▸ **Given data**:
====
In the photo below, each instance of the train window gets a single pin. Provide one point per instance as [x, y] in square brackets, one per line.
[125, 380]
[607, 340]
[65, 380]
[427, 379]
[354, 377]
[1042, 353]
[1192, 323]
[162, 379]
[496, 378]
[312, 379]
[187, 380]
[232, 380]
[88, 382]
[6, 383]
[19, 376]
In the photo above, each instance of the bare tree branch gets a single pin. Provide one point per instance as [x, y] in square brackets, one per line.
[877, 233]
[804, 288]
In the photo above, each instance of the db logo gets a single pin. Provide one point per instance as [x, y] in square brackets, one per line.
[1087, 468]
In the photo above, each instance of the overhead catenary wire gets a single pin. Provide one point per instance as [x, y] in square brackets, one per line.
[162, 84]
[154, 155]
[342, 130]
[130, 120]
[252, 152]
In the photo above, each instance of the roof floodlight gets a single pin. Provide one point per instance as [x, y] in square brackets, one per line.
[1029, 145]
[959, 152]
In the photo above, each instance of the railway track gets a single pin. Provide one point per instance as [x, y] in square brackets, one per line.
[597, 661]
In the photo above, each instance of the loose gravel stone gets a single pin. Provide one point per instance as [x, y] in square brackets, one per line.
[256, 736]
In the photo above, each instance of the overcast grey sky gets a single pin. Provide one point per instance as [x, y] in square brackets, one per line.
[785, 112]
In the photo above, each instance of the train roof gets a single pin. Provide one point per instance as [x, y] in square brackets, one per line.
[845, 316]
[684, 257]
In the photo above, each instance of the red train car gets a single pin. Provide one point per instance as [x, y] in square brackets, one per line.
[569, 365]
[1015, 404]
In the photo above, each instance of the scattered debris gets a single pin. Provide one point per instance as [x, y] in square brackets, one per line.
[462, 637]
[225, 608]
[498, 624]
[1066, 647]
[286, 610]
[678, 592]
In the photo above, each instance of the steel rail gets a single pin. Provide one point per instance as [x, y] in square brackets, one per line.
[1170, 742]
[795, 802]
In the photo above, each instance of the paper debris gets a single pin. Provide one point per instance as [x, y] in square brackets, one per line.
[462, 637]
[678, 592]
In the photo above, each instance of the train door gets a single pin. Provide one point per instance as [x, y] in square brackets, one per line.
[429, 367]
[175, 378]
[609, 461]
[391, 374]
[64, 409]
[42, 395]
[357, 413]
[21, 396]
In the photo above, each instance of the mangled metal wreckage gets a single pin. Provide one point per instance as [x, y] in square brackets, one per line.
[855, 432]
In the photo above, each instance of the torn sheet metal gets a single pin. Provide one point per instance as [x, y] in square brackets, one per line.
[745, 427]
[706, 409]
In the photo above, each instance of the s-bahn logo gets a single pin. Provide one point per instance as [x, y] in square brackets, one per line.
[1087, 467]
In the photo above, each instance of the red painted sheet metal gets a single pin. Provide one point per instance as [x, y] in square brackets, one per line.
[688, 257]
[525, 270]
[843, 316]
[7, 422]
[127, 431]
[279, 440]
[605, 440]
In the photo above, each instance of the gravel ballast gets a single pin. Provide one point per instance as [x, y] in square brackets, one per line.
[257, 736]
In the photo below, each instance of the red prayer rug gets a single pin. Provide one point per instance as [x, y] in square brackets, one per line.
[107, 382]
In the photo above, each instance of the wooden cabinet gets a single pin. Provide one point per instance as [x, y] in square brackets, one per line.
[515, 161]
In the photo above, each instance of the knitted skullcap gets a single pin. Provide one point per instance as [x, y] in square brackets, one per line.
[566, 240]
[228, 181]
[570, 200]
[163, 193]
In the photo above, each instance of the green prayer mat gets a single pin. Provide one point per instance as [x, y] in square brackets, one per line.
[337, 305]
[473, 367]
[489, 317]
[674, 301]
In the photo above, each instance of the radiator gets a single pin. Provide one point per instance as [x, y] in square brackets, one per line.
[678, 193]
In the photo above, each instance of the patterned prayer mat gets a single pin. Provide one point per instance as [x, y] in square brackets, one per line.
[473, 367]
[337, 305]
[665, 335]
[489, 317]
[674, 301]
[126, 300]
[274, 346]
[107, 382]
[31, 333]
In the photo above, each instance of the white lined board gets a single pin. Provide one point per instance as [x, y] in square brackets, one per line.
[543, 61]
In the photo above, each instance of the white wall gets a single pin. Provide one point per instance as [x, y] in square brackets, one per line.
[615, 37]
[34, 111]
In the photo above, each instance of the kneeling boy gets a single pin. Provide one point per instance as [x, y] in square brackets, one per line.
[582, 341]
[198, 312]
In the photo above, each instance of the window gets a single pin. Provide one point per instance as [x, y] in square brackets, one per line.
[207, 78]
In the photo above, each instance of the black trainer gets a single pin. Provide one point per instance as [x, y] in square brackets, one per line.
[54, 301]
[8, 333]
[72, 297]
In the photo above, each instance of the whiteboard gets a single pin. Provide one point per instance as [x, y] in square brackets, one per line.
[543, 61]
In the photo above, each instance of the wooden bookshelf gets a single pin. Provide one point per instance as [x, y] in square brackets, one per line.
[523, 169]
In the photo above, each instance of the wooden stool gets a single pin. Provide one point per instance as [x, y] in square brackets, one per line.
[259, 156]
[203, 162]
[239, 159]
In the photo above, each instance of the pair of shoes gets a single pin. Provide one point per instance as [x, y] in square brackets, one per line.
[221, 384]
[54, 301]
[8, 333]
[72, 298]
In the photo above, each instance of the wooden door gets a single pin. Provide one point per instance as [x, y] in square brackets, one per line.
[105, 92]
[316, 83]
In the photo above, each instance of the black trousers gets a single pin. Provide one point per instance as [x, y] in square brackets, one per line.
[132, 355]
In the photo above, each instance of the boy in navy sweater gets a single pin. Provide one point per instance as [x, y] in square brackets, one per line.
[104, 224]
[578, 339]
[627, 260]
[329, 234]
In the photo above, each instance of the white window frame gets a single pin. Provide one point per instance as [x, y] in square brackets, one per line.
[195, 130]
====
▸ **What you will do**: All of the records are to be reproduced exactly as they were given.

▸ **Solution to the exercise**:
In the photo below, each instance of the train window gets a single pin. Provide one point per instance as [x, y] in square brackets, one per line.
[125, 380]
[607, 340]
[65, 380]
[427, 379]
[354, 377]
[1042, 353]
[1192, 323]
[162, 379]
[496, 378]
[312, 379]
[187, 380]
[232, 380]
[88, 382]
[6, 383]
[19, 376]
In the photo above, each instance of the bare tree branch gets a single pin. Provide one point per instance as [x, y] in square brackets, one per line.
[877, 233]
[804, 288]
In the photo above, each instance of the db logo gets a single pin. Provide one point per instance as [x, y] in square brackets, one per line.
[1087, 468]
In the photo above, each instance of the overhead catenary wire gets a single pin. Provide one point per instance as [x, y] in square brackets, one per line.
[162, 84]
[154, 155]
[342, 130]
[130, 120]
[252, 152]
In the photo above, each instance of the roof floodlight gets a single pin. Provide one point per instance as [x, y] in square brackets, one per line.
[1029, 145]
[959, 152]
In the photo above, each instance of the railway track gets a single pin. Provide one point per instance as [x, y] in square brackets, one per line.
[597, 661]
In the photo above, each instance of the loose gravel stone gets a single pin. Provide one point per instance as [x, y] in square brackets, one per line.
[256, 736]
In the photo above, each instance of the overcast grey sky gets a single pin. Provide one point per instance as [x, y] in square brackets, one per line.
[785, 112]
In the photo above, each instance of the train roof gets a single pin. Provide one point per instance as [x, y] in square brackets, one per line.
[845, 316]
[684, 257]
In the photo above, each instance of the red train car gets a single pin. Provide one point per instance as [x, y] in square brackets, one per line.
[569, 365]
[1015, 404]
In the photo above, each instance of the scattered debris gets a single pin. Provide one point per instance as [x, y] in square brackets, one per line.
[462, 637]
[225, 608]
[498, 624]
[1066, 647]
[286, 610]
[678, 592]
In the photo above, each instance of the steel rail gets a single pin. Provide one point per instance as [x, y] in square brackets, one per line.
[1170, 742]
[795, 802]
In the photo above, each instance of the paper debris gets a single pin. Provide one point per instance as [x, y] in square brackets, one per line.
[462, 637]
[678, 592]
In the photo above, each instance of the train door gets a single pin. Provide one point per instance as [x, y] in square brackets, one per line.
[429, 367]
[175, 378]
[609, 461]
[391, 374]
[64, 409]
[42, 395]
[357, 413]
[21, 396]
In the photo above, each instance of the mangled metal wreckage gets a single pin. Provide one point per instance as [x, y] in square brackets, one per line.
[855, 432]
In the photo above, each instance of the torn sheet metal gets a single pin. Provide one point per instance as [x, y] in square brackets, one per line.
[745, 427]
[706, 409]
In the photo above, each instance of the s-bahn logo gets a single pin. Provide one point per instance as [x, y] in square brackets, one per line.
[1087, 467]
In the photo above, each instance of the red painted sheet metal gets a single pin. Provide one point per instance as [x, y] in square brackets, one per line.
[688, 257]
[525, 270]
[843, 316]
[7, 422]
[127, 431]
[279, 440]
[605, 440]
In the photo above, each instance of the gravel ballast gets a single pin. Provide one point per instance as [x, y] in square brackets, one per line.
[257, 736]
In the photo below, each instance of the red prayer rug gets a single pin. Provide one point per instance as [x, y] in square brackets, one per line.
[107, 382]
In the photo above, each instance of the wooden cabinet gets a single pin. Provide one point per instance as [x, y] in square brackets, one per line.
[515, 161]
In the photo above, each instance of the knitted skullcap gets a single pin. Provide one point per instance as [x, y] in square brackets, one per line.
[566, 240]
[228, 181]
[570, 200]
[163, 193]
In the photo above, each instance of the green prayer mat gets a single pin. Provide one point per instance as [x, y] in square brackets, one per line.
[337, 305]
[473, 367]
[489, 317]
[674, 301]
In the photo above, each instance of the radiator gets a single pin. Provide one point per instance as [x, y] in square brackets, one per line.
[678, 193]
In the photo above, each instance of the patterned prayer mat gets a single pin. Provide one point per instance as [x, y] in square brackets, one per line.
[473, 367]
[337, 305]
[665, 335]
[489, 317]
[674, 301]
[126, 300]
[274, 346]
[107, 382]
[31, 333]
In the photo above, each instance of the white lined board gets a single pin. Provide one point per instance as [x, y] in square brackets, one per line.
[543, 61]
In the photo above, each instance of the white wall gets a single pin. Provide one point per instance as [x, y] in square brackets, one per line.
[615, 37]
[34, 111]
In the photo above, each instance of the kneeling boy gets a single pin. Provide one point per instance as [x, y] in square brackets, one per line.
[582, 341]
[198, 312]
In the photo above, each instance of the window gets a single pin. Provide one point per instance as [x, y] in square brackets, one per line.
[207, 78]
In the photo above, each instance of the black trainer gets a single pin. Provide one point per instance as [x, y] in square brackets, one per line.
[54, 301]
[8, 333]
[72, 297]
In the photo above, each instance of the whiteboard gets a single pin. Provide one point per instance as [x, y] in square brackets, one per line.
[543, 61]
In the photo above, each instance of the wooden bookshelf gets a single pin. Provide one point per instance as [x, y] in square brackets, one per line.
[523, 169]
In the photo above, each instance of the wooden stool gets a single pin. Provide one point per instance as [x, y] in square brackets, one per line.
[259, 156]
[203, 162]
[239, 159]
In the photo above, each instance of the pair of shoes gets a single pin. Provide one point per instance as [x, y] in square brackets, one per line.
[221, 384]
[54, 301]
[8, 333]
[72, 298]
In the photo above, each instance of the wooden door gets a single pin. Provide one point per instance as [x, y] in square brackets, one per line.
[105, 92]
[316, 83]
In the photo above, each instance of the black trousers gets a single pin. Provide one point per instance as [x, y] in square brackets, one per line.
[132, 355]
In the photo above, each instance of the boy in navy sweater gets a single pin. Provide one point per instance as [x, y] in square brackets, one per line.
[104, 224]
[578, 339]
[627, 260]
[329, 234]
In the photo above, each instance of the white window frame gets a single pin. Provide one point per instance as [x, y] in square brackets, one per line.
[195, 130]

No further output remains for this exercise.